* **EXTRACTED ENTRIES**:
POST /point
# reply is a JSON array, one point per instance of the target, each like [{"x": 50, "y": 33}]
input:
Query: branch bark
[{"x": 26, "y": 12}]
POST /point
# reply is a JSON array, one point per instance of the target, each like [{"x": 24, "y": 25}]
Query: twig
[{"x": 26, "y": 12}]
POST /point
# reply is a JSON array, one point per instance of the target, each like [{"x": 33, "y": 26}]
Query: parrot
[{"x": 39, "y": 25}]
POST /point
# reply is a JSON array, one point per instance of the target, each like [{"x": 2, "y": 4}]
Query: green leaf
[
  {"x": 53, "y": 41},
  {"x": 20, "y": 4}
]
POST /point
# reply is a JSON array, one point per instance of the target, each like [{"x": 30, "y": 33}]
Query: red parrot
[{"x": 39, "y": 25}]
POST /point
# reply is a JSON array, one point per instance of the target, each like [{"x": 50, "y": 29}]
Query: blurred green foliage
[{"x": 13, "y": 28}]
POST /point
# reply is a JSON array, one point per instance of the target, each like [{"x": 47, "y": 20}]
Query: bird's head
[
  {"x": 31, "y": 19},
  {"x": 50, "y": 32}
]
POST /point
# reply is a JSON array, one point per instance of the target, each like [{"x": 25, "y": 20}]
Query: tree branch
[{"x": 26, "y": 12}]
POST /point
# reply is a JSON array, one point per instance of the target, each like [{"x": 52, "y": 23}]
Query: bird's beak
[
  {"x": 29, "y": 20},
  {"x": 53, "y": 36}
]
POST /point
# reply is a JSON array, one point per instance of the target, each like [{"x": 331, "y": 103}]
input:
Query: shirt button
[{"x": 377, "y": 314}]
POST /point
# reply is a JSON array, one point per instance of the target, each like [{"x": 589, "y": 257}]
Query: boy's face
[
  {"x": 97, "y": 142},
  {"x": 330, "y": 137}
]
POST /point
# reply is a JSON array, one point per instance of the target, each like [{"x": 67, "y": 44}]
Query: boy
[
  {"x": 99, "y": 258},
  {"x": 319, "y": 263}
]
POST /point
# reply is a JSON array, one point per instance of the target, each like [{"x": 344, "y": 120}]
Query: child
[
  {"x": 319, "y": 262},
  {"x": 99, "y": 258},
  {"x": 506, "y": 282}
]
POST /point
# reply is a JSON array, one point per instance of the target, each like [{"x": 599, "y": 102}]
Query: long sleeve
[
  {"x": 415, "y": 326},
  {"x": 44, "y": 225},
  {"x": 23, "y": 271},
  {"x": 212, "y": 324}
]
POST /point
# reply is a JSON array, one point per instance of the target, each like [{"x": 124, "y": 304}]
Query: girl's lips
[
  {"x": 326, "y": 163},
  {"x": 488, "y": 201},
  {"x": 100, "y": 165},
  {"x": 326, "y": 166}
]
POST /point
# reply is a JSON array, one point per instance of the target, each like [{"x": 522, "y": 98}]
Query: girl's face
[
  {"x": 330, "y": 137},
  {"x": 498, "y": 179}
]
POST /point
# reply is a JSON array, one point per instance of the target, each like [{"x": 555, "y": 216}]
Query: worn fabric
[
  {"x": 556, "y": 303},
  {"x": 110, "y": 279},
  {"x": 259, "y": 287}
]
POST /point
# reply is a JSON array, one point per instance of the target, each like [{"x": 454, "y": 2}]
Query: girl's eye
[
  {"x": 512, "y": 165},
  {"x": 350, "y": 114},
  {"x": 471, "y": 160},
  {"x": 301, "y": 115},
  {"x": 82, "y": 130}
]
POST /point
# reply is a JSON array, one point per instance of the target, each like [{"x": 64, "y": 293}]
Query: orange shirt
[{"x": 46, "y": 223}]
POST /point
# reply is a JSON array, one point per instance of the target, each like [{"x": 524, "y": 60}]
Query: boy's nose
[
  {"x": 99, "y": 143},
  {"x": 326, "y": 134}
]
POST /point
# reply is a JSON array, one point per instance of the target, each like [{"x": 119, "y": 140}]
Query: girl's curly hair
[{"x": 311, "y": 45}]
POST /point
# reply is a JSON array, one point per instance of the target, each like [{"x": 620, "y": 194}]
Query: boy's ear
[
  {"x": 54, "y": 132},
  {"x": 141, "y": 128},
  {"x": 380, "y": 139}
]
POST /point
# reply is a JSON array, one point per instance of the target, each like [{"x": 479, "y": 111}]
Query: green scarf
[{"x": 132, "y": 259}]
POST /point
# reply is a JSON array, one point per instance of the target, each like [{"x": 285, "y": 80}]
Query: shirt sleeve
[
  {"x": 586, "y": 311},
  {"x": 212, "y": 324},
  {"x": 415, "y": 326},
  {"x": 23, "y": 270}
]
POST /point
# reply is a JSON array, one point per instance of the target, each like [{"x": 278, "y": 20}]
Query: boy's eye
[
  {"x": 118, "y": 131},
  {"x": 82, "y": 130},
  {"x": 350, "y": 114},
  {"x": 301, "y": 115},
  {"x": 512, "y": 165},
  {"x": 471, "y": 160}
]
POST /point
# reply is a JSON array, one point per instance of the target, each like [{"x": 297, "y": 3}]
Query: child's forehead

* **WHAT YOU HAVE TO DO**: Would you output all of the material exactly as it reads?

* **RESPONSE BOX**:
POST /point
# reply is a JSON array, one point per instance of the target, each like [{"x": 50, "y": 33}]
input:
Query: branch bark
[{"x": 26, "y": 12}]
POST /point
# reply is a JSON array, one point per instance of the target, each like [{"x": 24, "y": 25}]
Query: twig
[{"x": 26, "y": 12}]
POST /point
# reply is a JSON array, one point per instance of the target, each like [{"x": 33, "y": 26}]
Query: parrot
[{"x": 39, "y": 25}]
POST /point
# reply is a JSON array, one point per instance of the target, each like [{"x": 2, "y": 4}]
Query: green leaf
[
  {"x": 53, "y": 41},
  {"x": 20, "y": 4}
]
POST /point
# reply is a JSON array, one point per instance of the target, each like [{"x": 30, "y": 33}]
Query: red parrot
[{"x": 39, "y": 25}]
POST /point
# reply is a JSON array, one point per instance of the target, each like [{"x": 50, "y": 29}]
Query: blurred green foliage
[{"x": 13, "y": 28}]
POST /point
# reply is a JSON array, one point per instance of the target, each like [{"x": 47, "y": 20}]
Query: bird's head
[
  {"x": 31, "y": 19},
  {"x": 50, "y": 32}
]
POST /point
# reply is a JSON array, one point per instance of the target, each like [{"x": 25, "y": 20}]
Query: tree branch
[{"x": 26, "y": 12}]
POST /point
# reply is a JSON array, one point per instance of the target, each like [{"x": 52, "y": 23}]
Query: bird's beak
[
  {"x": 29, "y": 20},
  {"x": 53, "y": 36}
]
POST /point
# reply is a JSON array, one point per instance of the target, each like [{"x": 331, "y": 103}]
input:
Query: shirt button
[{"x": 377, "y": 314}]
POST /point
# reply is a JSON array, one point per instance of the target, each like [{"x": 589, "y": 257}]
Query: boy's face
[
  {"x": 97, "y": 142},
  {"x": 330, "y": 137}
]
POST /point
# reply is a JSON array, one point per instance of the target, each like [{"x": 67, "y": 44}]
Query: boy
[
  {"x": 99, "y": 258},
  {"x": 319, "y": 263}
]
POST /point
# reply is a JSON array, one point per instance of the target, each like [{"x": 344, "y": 120}]
Query: child
[
  {"x": 319, "y": 262},
  {"x": 99, "y": 258},
  {"x": 506, "y": 282}
]
POST /point
# reply is a JSON array, one point per instance of the target, each like [{"x": 599, "y": 102}]
Query: long sleeve
[
  {"x": 415, "y": 326},
  {"x": 44, "y": 225},
  {"x": 23, "y": 271},
  {"x": 212, "y": 324}
]
POST /point
# reply is a JSON array, one point per instance of the target, each like [{"x": 124, "y": 304}]
Query: girl's lips
[
  {"x": 326, "y": 163},
  {"x": 488, "y": 201},
  {"x": 100, "y": 165},
  {"x": 326, "y": 166}
]
POST /point
# reply is a JSON array, one point per instance of the target, each like [{"x": 522, "y": 98}]
Query: girl's face
[
  {"x": 330, "y": 137},
  {"x": 498, "y": 179}
]
POST /point
# reply is a JSON array, one point per instance of the target, each like [{"x": 555, "y": 216}]
Query: worn fabric
[
  {"x": 556, "y": 303},
  {"x": 110, "y": 279},
  {"x": 259, "y": 287}
]
POST /point
# reply is a JSON array, one point per instance of the target, each like [{"x": 454, "y": 2}]
Query: girl's eye
[
  {"x": 512, "y": 165},
  {"x": 350, "y": 114},
  {"x": 471, "y": 160},
  {"x": 301, "y": 115},
  {"x": 82, "y": 130}
]
POST /point
# reply is a JSON array, one point per instance of the target, each like [{"x": 64, "y": 293}]
Query: orange shirt
[{"x": 46, "y": 223}]
POST /point
# reply is a JSON array, one point per instance of the target, each like [{"x": 524, "y": 60}]
Query: boy's nose
[
  {"x": 99, "y": 143},
  {"x": 326, "y": 134}
]
POST /point
# reply is a JSON array, one point per instance of the target, each like [{"x": 119, "y": 140}]
Query: girl's curly hair
[{"x": 311, "y": 45}]
POST /point
# reply is a JSON array, one point per instance of the target, each like [{"x": 620, "y": 194}]
Query: boy's ear
[
  {"x": 54, "y": 132},
  {"x": 141, "y": 128},
  {"x": 380, "y": 139}
]
POST /point
# reply is a JSON array, one point per instance of the target, each like [{"x": 479, "y": 111}]
Query: green scarf
[{"x": 132, "y": 259}]
POST /point
# reply is a JSON array, one point per instance of the target, each like [{"x": 285, "y": 80}]
Query: shirt sleeve
[
  {"x": 586, "y": 311},
  {"x": 212, "y": 324},
  {"x": 415, "y": 326},
  {"x": 23, "y": 270}
]
POST /point
# reply is a JSON array, one point per instance of the target, each like [{"x": 278, "y": 20}]
Query: boy's eye
[
  {"x": 118, "y": 131},
  {"x": 82, "y": 130},
  {"x": 350, "y": 114},
  {"x": 301, "y": 115},
  {"x": 512, "y": 165},
  {"x": 471, "y": 160}
]
POST /point
# reply is a JSON array, one point per instance of the target, each like [{"x": 297, "y": 3}]
Query: child's forehead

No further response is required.